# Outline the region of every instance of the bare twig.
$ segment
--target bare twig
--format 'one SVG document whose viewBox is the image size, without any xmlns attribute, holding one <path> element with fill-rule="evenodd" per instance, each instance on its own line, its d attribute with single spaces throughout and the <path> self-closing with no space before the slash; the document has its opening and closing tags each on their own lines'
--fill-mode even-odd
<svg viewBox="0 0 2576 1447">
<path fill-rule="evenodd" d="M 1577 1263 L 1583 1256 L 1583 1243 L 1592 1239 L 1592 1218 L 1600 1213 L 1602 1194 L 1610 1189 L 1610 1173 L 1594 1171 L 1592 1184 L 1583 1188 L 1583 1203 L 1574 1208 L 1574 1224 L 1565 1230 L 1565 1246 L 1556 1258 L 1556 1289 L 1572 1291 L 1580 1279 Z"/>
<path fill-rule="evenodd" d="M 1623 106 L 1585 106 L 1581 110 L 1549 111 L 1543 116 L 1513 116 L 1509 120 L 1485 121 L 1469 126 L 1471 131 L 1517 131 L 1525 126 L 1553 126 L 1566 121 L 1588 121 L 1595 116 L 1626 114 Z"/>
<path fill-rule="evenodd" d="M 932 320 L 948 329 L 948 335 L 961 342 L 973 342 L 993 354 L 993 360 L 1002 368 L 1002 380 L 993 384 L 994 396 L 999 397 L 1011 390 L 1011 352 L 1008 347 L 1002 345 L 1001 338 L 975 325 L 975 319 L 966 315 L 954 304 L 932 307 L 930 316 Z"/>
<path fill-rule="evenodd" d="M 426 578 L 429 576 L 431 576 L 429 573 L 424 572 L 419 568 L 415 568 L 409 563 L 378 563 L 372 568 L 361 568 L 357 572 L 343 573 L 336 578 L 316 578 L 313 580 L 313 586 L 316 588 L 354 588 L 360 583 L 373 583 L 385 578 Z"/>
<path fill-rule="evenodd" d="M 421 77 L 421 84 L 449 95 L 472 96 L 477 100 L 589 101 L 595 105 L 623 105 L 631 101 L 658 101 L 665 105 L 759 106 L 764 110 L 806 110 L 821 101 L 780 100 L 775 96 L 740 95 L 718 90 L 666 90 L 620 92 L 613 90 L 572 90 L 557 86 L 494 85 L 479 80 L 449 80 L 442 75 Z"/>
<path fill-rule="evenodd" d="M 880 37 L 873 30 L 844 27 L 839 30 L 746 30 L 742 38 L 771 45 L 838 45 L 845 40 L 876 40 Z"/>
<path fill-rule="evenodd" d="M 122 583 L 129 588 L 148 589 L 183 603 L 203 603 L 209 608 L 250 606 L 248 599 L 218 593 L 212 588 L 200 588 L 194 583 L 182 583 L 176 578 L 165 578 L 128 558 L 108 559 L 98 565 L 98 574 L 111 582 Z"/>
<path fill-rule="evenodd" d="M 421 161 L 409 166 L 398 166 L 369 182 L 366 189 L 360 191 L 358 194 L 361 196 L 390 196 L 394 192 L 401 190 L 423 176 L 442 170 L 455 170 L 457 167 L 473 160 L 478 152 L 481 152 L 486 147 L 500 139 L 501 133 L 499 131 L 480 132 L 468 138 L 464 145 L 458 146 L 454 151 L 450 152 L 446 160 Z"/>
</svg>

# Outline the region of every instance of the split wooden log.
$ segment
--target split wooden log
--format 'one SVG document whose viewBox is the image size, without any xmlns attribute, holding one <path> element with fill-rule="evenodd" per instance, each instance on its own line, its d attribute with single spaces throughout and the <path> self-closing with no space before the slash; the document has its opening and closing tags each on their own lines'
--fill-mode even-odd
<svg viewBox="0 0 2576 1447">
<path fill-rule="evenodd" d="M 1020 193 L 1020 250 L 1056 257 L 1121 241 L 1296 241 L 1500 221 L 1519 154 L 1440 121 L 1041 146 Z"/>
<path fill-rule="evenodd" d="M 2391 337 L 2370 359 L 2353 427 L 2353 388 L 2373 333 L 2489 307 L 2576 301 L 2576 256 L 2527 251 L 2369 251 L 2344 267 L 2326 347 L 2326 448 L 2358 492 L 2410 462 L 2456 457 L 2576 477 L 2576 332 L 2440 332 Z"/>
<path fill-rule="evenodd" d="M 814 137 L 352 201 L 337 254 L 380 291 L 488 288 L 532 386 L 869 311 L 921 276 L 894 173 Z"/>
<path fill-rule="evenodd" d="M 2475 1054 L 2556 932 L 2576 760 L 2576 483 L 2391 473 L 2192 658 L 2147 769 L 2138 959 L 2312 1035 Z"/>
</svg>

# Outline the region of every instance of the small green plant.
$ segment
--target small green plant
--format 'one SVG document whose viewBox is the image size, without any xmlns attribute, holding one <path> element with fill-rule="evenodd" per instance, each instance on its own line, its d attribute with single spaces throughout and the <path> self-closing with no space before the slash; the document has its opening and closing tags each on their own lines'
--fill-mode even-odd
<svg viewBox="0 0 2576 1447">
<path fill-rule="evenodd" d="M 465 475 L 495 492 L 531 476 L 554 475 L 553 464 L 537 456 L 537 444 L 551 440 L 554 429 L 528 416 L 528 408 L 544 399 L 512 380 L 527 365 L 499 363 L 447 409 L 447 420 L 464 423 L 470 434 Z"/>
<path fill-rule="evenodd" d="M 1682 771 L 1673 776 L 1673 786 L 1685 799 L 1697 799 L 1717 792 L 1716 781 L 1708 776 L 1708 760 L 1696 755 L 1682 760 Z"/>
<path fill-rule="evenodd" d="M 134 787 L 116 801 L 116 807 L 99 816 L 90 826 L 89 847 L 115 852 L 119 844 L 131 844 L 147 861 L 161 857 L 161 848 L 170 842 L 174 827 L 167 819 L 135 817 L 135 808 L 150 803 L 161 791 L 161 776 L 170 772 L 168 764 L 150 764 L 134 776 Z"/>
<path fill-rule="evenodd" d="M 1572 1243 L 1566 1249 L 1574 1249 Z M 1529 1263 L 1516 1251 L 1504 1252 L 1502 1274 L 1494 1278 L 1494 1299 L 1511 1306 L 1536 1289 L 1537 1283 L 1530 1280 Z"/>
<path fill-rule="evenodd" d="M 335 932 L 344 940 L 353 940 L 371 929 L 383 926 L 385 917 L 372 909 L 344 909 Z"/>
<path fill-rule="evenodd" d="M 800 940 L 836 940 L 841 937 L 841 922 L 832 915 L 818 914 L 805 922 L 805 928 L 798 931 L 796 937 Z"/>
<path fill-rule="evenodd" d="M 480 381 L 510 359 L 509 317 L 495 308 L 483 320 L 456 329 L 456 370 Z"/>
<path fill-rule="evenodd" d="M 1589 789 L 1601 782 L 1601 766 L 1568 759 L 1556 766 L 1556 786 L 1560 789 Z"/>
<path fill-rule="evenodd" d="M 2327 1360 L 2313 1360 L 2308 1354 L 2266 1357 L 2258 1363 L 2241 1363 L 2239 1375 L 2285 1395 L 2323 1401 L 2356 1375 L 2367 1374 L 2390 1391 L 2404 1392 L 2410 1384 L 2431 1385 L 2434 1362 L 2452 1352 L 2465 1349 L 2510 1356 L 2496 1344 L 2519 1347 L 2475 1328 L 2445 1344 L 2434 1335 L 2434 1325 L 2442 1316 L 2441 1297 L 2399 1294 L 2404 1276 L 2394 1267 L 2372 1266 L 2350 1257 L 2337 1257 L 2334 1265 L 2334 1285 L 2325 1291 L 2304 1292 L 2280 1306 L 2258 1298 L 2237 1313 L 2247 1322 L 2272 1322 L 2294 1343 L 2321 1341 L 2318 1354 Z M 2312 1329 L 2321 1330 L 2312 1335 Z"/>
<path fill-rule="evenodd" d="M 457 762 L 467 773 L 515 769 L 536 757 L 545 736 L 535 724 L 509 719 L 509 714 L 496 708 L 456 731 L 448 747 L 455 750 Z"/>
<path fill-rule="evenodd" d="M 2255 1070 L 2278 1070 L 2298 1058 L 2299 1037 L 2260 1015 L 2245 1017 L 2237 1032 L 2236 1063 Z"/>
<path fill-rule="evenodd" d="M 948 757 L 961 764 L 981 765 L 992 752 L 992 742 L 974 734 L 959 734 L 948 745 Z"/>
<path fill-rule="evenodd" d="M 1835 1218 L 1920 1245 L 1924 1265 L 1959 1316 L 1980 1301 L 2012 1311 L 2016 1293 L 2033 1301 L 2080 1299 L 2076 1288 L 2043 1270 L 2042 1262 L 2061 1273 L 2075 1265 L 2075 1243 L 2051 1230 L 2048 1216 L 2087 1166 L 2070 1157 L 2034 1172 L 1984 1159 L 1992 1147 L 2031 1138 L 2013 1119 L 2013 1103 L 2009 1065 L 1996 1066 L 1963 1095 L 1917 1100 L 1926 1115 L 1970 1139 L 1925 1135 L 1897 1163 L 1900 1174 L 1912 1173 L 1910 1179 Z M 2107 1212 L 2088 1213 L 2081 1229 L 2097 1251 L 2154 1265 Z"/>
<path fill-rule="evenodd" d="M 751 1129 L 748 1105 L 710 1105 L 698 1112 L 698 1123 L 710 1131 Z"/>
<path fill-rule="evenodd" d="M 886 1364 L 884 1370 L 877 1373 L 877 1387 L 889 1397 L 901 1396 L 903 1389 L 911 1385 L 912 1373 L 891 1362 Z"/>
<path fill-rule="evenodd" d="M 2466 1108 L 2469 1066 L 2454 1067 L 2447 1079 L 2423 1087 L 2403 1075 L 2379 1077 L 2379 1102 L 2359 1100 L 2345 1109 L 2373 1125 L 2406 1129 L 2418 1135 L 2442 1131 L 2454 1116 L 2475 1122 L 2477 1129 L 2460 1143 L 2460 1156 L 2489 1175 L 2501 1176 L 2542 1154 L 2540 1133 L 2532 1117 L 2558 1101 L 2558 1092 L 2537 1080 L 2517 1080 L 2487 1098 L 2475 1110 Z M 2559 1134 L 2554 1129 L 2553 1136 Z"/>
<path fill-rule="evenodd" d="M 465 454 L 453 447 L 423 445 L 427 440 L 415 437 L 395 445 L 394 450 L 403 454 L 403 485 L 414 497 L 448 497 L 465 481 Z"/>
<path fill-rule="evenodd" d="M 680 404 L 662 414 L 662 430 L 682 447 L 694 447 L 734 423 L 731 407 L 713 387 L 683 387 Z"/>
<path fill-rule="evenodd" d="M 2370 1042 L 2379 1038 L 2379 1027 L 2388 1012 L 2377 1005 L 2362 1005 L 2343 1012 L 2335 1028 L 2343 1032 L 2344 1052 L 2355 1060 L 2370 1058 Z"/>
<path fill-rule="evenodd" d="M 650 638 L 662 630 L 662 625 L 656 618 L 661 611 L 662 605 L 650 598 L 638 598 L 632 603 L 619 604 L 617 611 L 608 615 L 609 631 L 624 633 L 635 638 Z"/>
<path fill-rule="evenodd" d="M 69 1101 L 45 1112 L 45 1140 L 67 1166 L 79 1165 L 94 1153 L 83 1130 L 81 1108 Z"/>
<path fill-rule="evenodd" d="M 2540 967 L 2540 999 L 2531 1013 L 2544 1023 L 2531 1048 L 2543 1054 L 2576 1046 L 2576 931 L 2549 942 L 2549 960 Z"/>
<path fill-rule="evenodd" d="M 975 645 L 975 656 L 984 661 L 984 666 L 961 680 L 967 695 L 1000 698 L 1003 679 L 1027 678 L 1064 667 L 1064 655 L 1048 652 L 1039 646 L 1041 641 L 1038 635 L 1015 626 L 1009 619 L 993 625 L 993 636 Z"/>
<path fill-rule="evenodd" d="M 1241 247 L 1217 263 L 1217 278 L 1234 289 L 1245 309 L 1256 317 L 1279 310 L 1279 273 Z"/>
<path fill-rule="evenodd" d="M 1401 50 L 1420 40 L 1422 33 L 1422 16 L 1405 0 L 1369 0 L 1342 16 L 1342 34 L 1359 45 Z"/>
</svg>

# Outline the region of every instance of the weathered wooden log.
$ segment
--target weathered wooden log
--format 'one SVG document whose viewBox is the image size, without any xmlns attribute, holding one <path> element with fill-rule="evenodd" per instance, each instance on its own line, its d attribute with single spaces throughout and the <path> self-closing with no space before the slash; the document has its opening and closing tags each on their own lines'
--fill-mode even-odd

-----

The task: Would you copy out every line in the records that includes the string "wooden"?

Answer space:
# Outline the region of every instance of the split wooden log.
--target split wooden log
# Outline the region of every instance of the weathered wooden log.
--target weathered wooden log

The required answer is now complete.